--- Start DATASET ENTRIES ---

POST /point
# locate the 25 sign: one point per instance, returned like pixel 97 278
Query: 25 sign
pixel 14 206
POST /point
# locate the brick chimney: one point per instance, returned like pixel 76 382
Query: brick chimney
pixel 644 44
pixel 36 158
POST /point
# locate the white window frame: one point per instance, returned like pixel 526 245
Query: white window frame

--- End DATASET ENTRIES ---

_AIM OF THE TASK_
Extract all lines as given.

_SOLVED PROBLEM_
POST /point
# locate the 25 sign: one point per instance, returned like pixel 97 278
Query: 25 sign
pixel 14 206
POST /point
# locate the brick chimney: one point per instance, returned like pixel 76 382
Query: brick chimney
pixel 644 44
pixel 36 158
POST /point
# locate the white window frame: one point per instance, returned like pixel 526 245
Query: white window frame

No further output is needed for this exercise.